= Exercise text =

Adam Maloney






Adam's Sounds

"Illegal Ninja Moves From the Government"





"Air Man vs. Walkie Talkie Man Odalisque"




About Adam
My name is Adam Maloney. I draw and I do audio installations. Much of what I do can be described as guerilla art. Currently, I am located in southwest Ohio. Besides drawing on paper and canvas, I often work on everyday found surfaces. I usually use cheap retail store bought materials, basically anything that I can get my hands on is utilized. The work tends to concern terrorism and classic video games. It also often concerns a lusty romantic pursuit of women, positively objectifying women as beautiful wholesale products in the form of odalisques. Frenzied and archaic two-dimensional compositions express simple themes and ideas.

I very commonly give my drawings away for free. Such pieces are given away as a social service, in an effort to subtly enrich people's everyday lives. This personalized method of aesthetic promotion works to enrich society on a direct, level. The patron is then in total control of the composition, hopefully encouraging them to explore the readily accessible aesthetics of contemporary mass media society. If a composition is for sale, the price is always reasonably cheap or the buyers can name their own price.

Sound interests me very much. I was introduced to sound in 2008. The next place to communicate my interests in sex, terrorism, and nineteen eighties video games is sound. Sounds are intended to modify spaces as audio installations. I am very interested in creating an atmosphere of danger with sound.
Something that is great about sound is that sound is free. I can provide sounds for my audience without charging patrons any money at all. Like giving drawings away for free, making sound free also enriches humanity for free. My sound compositions can be shared very easily for free through the Internet, which can allow me to communicate with a very large audience.

I prefer to exhibit in public spaces because exhibitions and installations aren?t expected to be experienced in those spaces. What I want is to reach a universal audience and not limit the breadth of my audience to the art world community. Art should be understood to be a necessity, rather than a luxury. Like Robert Rauschenberg, I subscribe to the notion that art, culture, and science are united in a single philosophy of life.

January 2002, I was in a near fatal car accident. I suffered a traumatic brain injury and I was comatose for ten days. My traumatic brain injury gave me weakness and contracture in my left arm, hand, leg and foot. Following surgeries and extensive therapy, I am now using a cane to walk. In addition to high anxiety and depression, I have been diagnosed with obsessive compulsive disorder and bipolar disorder. Self-induced art therapy has been the key factor in my recovery thus far, giving me a means of both dealing with my disability, venting my anxiety, and the ability to make a meaningful contribution to society.

= Task goal =
According to the artist statement, in what year was Adam Maloney introduced to sound? The entries have no connection to the artist statement.

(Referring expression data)
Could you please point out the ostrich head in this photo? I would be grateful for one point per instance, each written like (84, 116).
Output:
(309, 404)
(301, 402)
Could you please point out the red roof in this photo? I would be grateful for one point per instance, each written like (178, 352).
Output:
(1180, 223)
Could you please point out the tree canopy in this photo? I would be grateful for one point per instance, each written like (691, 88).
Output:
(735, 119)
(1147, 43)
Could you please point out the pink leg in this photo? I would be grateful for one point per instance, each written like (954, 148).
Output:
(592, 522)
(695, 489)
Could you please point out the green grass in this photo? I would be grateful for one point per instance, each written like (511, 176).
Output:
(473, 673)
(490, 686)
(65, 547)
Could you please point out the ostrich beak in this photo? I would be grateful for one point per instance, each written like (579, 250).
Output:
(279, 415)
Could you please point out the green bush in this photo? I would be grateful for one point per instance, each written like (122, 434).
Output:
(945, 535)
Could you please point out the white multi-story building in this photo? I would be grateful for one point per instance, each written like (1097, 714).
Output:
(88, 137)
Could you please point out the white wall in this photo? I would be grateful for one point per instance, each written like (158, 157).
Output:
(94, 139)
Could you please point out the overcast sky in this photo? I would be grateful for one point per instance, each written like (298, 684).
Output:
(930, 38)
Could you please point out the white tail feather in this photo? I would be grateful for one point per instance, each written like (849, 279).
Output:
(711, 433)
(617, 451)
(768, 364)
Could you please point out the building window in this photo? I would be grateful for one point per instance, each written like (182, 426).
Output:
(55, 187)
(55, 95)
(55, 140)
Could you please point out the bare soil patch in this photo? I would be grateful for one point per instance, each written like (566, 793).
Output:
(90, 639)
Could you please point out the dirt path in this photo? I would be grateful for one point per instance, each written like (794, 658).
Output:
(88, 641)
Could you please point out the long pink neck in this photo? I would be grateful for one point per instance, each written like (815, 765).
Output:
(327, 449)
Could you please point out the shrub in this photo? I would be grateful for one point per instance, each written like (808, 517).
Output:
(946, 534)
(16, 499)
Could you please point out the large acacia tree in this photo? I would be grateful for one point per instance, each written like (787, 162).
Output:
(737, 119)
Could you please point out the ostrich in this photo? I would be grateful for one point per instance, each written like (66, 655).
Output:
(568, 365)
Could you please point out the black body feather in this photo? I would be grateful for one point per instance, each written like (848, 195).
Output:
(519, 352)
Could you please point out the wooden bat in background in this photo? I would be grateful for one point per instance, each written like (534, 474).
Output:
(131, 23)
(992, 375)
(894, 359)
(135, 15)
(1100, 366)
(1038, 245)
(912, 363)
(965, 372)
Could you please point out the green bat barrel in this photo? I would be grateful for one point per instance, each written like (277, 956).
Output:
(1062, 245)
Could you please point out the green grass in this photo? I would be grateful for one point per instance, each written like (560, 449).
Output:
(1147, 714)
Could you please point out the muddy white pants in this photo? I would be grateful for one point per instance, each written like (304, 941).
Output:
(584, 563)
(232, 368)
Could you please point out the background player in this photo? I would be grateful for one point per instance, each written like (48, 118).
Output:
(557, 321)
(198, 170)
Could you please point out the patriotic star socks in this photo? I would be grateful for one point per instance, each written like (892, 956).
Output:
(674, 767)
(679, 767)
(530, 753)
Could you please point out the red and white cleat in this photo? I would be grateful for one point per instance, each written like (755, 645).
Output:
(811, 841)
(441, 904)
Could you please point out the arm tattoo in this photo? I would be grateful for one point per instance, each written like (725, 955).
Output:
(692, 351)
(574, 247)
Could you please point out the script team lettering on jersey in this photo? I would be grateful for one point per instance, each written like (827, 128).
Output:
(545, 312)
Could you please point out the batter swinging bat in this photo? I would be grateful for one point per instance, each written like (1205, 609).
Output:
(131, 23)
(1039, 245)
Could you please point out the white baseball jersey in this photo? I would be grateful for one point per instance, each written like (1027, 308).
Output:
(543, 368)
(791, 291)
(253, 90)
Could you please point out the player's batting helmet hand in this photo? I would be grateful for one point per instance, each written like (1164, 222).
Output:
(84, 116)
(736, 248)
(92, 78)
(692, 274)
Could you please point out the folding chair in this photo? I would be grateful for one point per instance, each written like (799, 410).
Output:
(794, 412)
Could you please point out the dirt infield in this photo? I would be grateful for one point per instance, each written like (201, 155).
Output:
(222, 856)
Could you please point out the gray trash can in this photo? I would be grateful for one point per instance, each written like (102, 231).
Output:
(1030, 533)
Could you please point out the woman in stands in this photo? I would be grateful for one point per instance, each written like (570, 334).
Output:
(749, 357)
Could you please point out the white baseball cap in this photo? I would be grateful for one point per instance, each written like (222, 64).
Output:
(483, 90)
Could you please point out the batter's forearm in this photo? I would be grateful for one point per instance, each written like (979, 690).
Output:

= Solution for this exercise =
2008